Passage to read:
-- start --

Wednesday, June 15, 2016

Some thoughts on Counterpoint, and a website

There is a fine website devoted to organ improvisation: www.organimprovisation.com

It is curated by Glenn Osborne, a fellow graduate of Westminster Choir College, and (from his audio/video clips) highly skilled in this discipline.

His current blog essay (May 27, 2016) describes his visit to WCC for an alumni reunion and their impressive graduation ceremonies, with a suggestion – practicing improvisations with a metronome to ensure a steady beat and tempo, just as the organist at WCC used the metronome [in live performance!] to control tempo during the long entrance procession.

I need such work as this.

Osborne’s focus this spring has been Counterpoint. Like me, he places high value on the classic treatise Gradus ad Parnassum (J. J. Fux).

Often, he puts a twist on it, such as this (from April 11, 2016: “Introducing Dissonance,” with my comments)

-- end --

Challenges:
a - Which classic treatise does Osborne value highly, according to the blog post on counterpoint?
b - Duplicate a passage from the blog post word for word, beginning at the words "Some thoughts on" and stopping after the words "with my comments)".
c - Summarize the blog post on counterpoint in two sentences.

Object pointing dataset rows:
-- start --

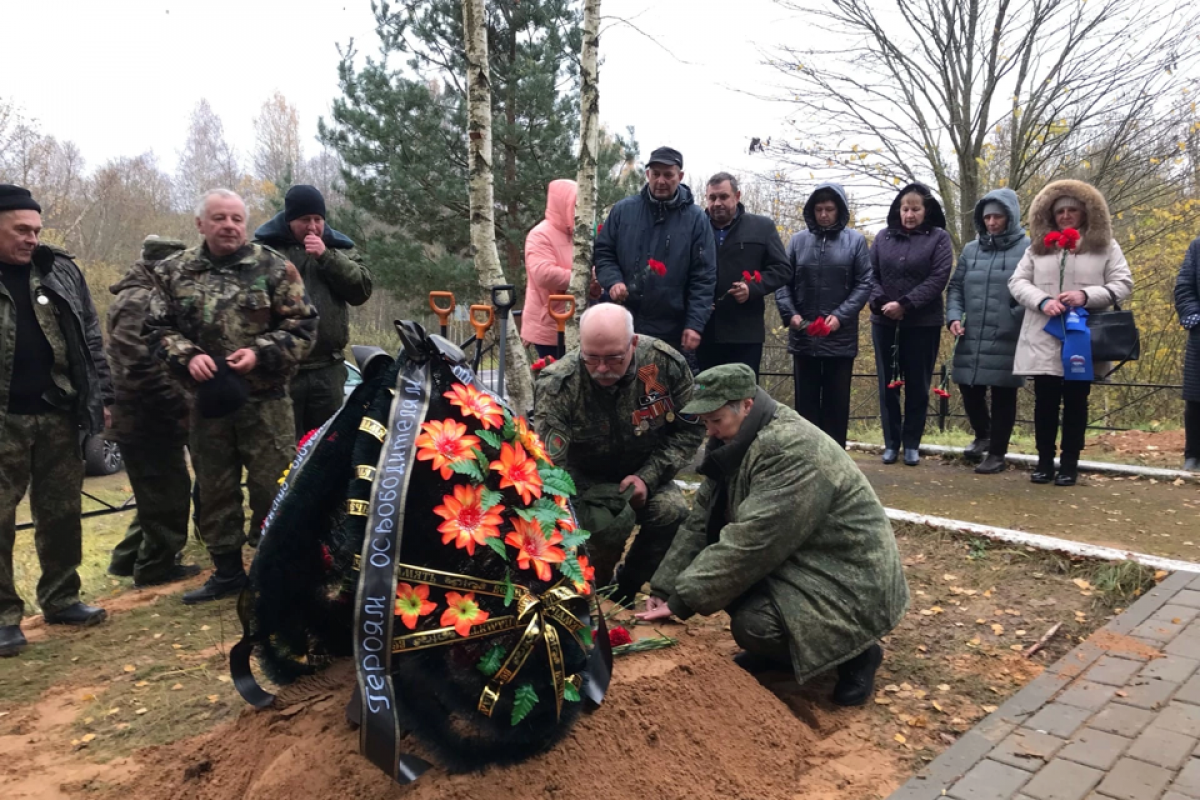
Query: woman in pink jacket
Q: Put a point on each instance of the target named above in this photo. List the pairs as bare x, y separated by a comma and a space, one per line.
549, 256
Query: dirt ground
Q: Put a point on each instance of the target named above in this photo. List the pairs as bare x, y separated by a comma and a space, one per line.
143, 704
1141, 515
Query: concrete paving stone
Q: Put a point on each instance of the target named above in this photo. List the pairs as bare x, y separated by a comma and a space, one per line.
1173, 668
989, 781
1062, 780
1189, 692
1117, 672
1180, 717
1146, 693
1027, 750
1096, 749
1060, 720
1122, 720
1133, 780
1163, 747
1087, 695
1188, 781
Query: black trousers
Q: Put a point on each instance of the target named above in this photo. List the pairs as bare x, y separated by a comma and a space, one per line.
997, 425
822, 394
1051, 392
918, 353
1192, 428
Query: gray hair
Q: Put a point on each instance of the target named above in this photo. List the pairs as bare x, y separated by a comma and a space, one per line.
720, 178
603, 308
202, 205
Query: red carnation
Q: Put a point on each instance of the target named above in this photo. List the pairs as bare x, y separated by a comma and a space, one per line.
619, 636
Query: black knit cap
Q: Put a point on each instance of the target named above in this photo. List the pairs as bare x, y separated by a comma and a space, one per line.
15, 198
301, 200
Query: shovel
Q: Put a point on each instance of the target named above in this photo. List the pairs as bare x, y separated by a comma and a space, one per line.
502, 311
443, 312
481, 328
561, 318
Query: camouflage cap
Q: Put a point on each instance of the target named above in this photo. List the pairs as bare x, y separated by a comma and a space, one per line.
719, 385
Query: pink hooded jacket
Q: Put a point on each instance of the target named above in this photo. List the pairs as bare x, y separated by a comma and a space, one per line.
549, 256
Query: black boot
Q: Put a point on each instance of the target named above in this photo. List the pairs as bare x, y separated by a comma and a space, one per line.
228, 578
856, 678
976, 451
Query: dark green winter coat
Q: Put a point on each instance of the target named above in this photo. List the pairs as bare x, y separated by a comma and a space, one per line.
803, 524
978, 298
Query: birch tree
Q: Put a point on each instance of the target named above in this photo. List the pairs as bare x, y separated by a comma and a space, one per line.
483, 199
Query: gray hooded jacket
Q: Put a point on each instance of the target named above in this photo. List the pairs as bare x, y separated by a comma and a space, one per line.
978, 298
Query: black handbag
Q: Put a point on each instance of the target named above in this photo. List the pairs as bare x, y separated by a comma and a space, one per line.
1114, 336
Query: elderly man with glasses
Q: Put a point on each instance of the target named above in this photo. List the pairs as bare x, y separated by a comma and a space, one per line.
610, 414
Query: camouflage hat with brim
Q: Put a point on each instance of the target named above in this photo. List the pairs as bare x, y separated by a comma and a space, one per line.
720, 385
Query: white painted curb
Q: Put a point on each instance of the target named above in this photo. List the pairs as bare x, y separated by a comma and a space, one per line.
1031, 461
1029, 540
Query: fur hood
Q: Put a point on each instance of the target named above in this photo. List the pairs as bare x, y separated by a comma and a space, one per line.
1097, 228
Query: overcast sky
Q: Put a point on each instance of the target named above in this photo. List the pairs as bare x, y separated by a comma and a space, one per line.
121, 77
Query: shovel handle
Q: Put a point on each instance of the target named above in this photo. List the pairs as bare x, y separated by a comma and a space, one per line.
481, 325
561, 317
443, 312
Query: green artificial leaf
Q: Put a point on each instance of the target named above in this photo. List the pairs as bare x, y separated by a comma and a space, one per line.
490, 437
575, 539
490, 499
571, 569
556, 481
510, 589
497, 545
468, 467
523, 699
492, 661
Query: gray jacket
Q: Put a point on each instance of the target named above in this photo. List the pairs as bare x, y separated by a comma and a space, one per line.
978, 298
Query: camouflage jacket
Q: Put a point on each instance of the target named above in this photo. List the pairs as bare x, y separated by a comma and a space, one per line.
804, 524
600, 434
336, 280
252, 299
55, 271
149, 405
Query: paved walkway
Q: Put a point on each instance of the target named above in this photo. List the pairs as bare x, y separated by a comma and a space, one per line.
1116, 719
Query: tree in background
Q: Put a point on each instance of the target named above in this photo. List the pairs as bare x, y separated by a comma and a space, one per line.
927, 90
401, 131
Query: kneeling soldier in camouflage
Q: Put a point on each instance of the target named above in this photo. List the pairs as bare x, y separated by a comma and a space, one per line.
789, 537
233, 320
609, 414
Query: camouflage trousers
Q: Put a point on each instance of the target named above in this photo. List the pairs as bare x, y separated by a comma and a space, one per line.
258, 437
316, 396
41, 452
658, 521
759, 627
159, 530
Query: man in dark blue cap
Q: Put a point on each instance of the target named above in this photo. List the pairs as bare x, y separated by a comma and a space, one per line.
54, 386
657, 256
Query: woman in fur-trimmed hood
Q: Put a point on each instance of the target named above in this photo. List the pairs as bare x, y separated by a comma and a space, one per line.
1095, 276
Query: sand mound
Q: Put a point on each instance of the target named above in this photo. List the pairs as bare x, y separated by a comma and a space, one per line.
682, 722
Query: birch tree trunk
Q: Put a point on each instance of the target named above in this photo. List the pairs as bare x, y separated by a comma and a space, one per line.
483, 202
589, 136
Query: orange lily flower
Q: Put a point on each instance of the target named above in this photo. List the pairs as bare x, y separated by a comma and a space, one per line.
519, 470
535, 549
531, 440
589, 576
413, 602
467, 523
444, 443
462, 612
477, 404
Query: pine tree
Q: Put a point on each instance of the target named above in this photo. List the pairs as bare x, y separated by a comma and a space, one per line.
401, 132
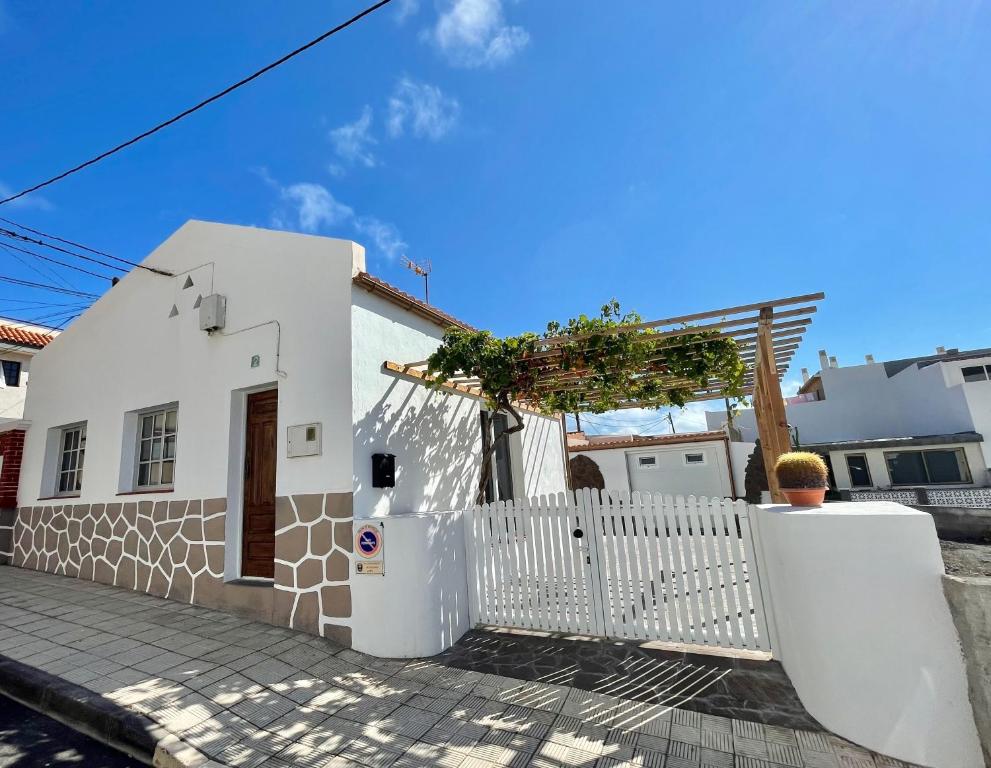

-- end --

Responses by task:
a - Gradus ad Parnassum by J. J. Fux.

b -
Some thoughts on Counterpoint, and a website

There is a fine website devoted to organ improvisation: www.organimprovisation.com

It is curated by Glenn Osborne, a fellow graduate of Westminster Choir College, and (from his audio/video clips) highly skilled in this discipline.

His current blog essay (May 27, 2016) describes his visit to WCC for an alumni reunion and their impressive graduation ceremonies, with a suggestion – practicing improvisations with a metronome to ensure a steady beat and tempo, just as the organist at WCC used the metronome [in live performance!] to control tempo during the long entrance procession.

I need such work as this.

Osborne’s focus this spring has been Counterpoint. Like me, he places high value on the classic treatise Gradus ad Parnassum (J. J. Fux).

Often, he puts a twist on it, such as this (from April 11, 2016: “Introducing Dissonance,” with my comments)

c - The post recommends a website on organ improvisation curated by Glenn Osborne, a fellow Westminster Choir College graduate whose latest essay suggests practicing improvisations with a metronome to keep a steady tempo. Osborne's focus this spring has been counterpoint, and like the writer he values Fux's Gradus ad Parnassum, often putting a twist on it.